TASK TO CARRY OUT: Swap "curved garden path" for "winding stone walkway" throughout the records and write them out again with nothing else changed. Omit the pictures from your copy.

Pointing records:
-- Start --

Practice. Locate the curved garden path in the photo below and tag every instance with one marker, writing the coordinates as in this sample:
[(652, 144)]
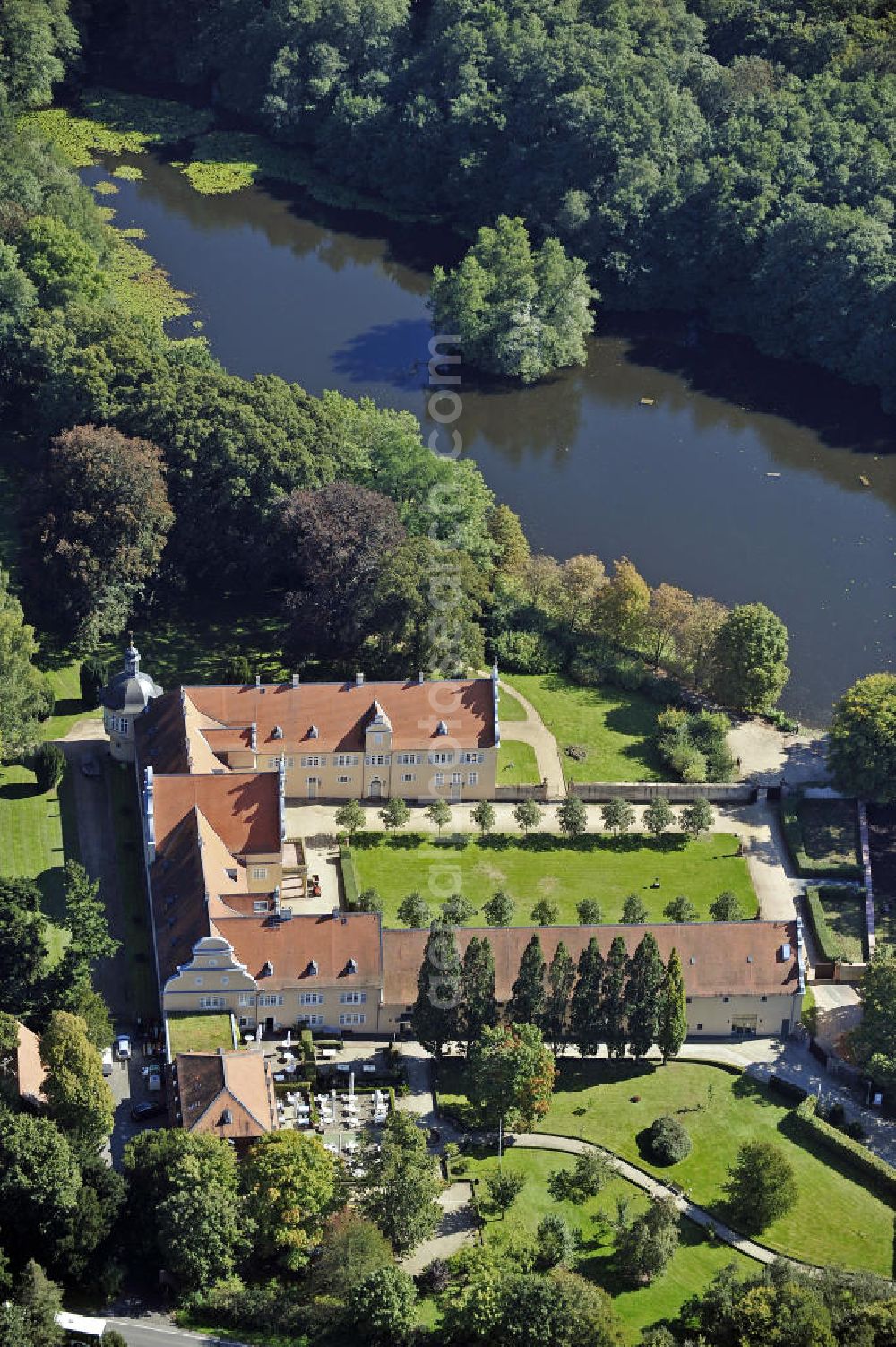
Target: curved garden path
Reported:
[(573, 1146), (534, 730)]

-- End --

COMPLETE RESPONSE:
Practice. Locate the winding stone walkway in the photo below and tag every instance with one marker, writing the coordinates as in this sample:
[(652, 144)]
Target: winding stone walkway
Reported:
[(573, 1146), (534, 730)]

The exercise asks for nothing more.